======== SUPPLIED DATA ========
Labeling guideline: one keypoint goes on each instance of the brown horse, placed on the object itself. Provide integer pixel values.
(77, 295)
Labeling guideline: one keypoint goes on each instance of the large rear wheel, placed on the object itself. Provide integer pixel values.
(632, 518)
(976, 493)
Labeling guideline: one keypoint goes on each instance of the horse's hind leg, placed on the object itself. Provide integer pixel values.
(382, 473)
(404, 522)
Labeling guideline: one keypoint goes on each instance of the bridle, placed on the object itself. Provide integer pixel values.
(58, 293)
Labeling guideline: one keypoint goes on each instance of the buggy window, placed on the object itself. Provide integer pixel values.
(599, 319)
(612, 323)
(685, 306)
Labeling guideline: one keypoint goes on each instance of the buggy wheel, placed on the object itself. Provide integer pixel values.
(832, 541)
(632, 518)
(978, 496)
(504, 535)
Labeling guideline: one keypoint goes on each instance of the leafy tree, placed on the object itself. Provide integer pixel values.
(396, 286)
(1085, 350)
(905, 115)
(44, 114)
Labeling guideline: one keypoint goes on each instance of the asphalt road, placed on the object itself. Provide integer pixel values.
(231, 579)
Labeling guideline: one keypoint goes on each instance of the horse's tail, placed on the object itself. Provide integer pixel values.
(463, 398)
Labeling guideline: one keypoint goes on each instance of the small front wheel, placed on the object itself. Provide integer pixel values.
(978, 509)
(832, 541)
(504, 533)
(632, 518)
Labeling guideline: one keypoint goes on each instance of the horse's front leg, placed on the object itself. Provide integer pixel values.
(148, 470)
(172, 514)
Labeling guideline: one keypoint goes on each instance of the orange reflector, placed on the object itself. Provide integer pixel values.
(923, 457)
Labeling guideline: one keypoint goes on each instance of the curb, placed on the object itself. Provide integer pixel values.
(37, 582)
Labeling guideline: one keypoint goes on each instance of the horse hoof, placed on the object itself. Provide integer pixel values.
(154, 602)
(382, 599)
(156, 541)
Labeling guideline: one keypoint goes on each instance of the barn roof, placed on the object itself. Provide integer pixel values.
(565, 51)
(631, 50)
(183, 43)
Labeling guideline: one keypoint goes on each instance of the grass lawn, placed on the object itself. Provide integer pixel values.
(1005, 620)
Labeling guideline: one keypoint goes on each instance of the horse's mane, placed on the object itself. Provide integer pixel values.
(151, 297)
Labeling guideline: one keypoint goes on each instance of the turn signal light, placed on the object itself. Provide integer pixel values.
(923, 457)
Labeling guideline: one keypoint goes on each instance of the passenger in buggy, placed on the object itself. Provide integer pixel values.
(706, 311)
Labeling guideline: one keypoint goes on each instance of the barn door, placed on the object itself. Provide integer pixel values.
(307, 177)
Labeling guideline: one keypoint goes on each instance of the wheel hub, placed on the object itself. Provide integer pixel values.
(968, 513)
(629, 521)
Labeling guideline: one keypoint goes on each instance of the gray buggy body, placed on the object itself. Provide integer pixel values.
========
**TASK BRIEF**
Keep every word the same. Retype all the material.

**EXERCISE RESULT**
Labeling guideline: one keypoint goes on each instance of the brown horse, placed on the object itself. Provide integer pixel values.
(77, 295)
Labeling guideline: one keypoint goes on each instance of the large rear wheel, placed on the object itself. Provide integer pixel values.
(632, 518)
(976, 493)
Labeling guideline: one keypoint goes on each instance of the horse's hind leg, placed on the object itself. Provide integer pixel values.
(382, 473)
(404, 522)
Labeling guideline: one keypoint goes on each instance of the bridle, placed on the object itself. Provide integer pixel values.
(58, 293)
Labeling guideline: one keypoint goes on each instance of the buggy window, placed on the object itself. Provide integer pixel values.
(599, 319)
(612, 323)
(685, 306)
Labeling guideline: one keypoint goes on each instance of the buggy wheel, placed on the object itself. Provide integer pixel values.
(832, 541)
(632, 518)
(978, 496)
(504, 535)
Labeling guideline: one keypoint goes on each instance of the leafy tree, placed on the object itself. Provide integer pixel values.
(396, 286)
(1085, 350)
(905, 115)
(44, 114)
Labeling guideline: one keypoint goes on each instance of the asphalt road, placed on the object itself. Provide integer pixel values.
(231, 579)
Labeling guideline: one keypoint goes on each instance of the horse's tail, placed on the object itself. Provide integer pixel values.
(463, 398)
Labeling guideline: one keypoint goes on each instance of the small front wheel, placed on the object itself. Provide integer pixel values.
(978, 509)
(832, 541)
(504, 533)
(632, 518)
Labeling guideline: one keypoint goes on each instance of the horse's front leg, placed on the object itself. Provide integer pixel values.
(148, 470)
(172, 514)
Labeling guideline: one keypoint goes on each instance of the orange reflector, placed on the object itself. Provide integer pixel values.
(923, 457)
Labeling guideline: one keypoint goes on each instance of the curb, placed on the object itself. Provide integer pixel values.
(37, 582)
Labeling guideline: one keypoint goes on each instance of the horse hoof, placed on the object itself. Provide integer pixel values.
(154, 602)
(382, 599)
(156, 541)
Labeling guideline: one keypoint goes on each instance of the barn roof, placed on the object itself. Provide integer pixel values.
(565, 51)
(631, 50)
(183, 43)
Labeling guideline: one keypoint goes on each instance of the grass lawn, placed on the object itself. Provide integer pixel values.
(1005, 620)
Labeling guideline: one keypoint goes on each instance of the horse's mane, placed on the object itself. Provide integer pixel values.
(151, 297)
Labeling guideline: one keypoint goes on each instance of the turn signal light, placed on the object itself. Provide integer pixel values.
(923, 457)
Labeling guideline: one keypoint goes on each instance of the passenger in buggy, placed on the object itself. Provide integer pixel values.
(706, 311)
Labeling guideline: one keypoint goes on each instance of the barn door, placed on the object itself. Provide integer pixel values.
(307, 177)
Labeling guideline: one keypoint goes on each instance of the wheel hub, placed on the object itself. Provide integer pixel values.
(968, 513)
(629, 521)
Labeling guideline: one keypoint goes on each instance of the gray buggy body, placed on the object itself. Provide integer pixel values.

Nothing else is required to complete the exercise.